* _Named-object pointing entries_
□ □ □ □ □

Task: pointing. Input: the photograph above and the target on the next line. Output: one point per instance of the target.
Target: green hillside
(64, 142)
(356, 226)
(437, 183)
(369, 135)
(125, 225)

□ □ □ □ □

* _Exercise aim_
Copy out every one of the entries above, line for line and without any change.

* _Solved exercise_
Task: pointing. Input: the photograph above and the target on the next line. Output: one point per instance of the target.
Target: green hillside
(64, 142)
(356, 226)
(437, 183)
(369, 135)
(125, 225)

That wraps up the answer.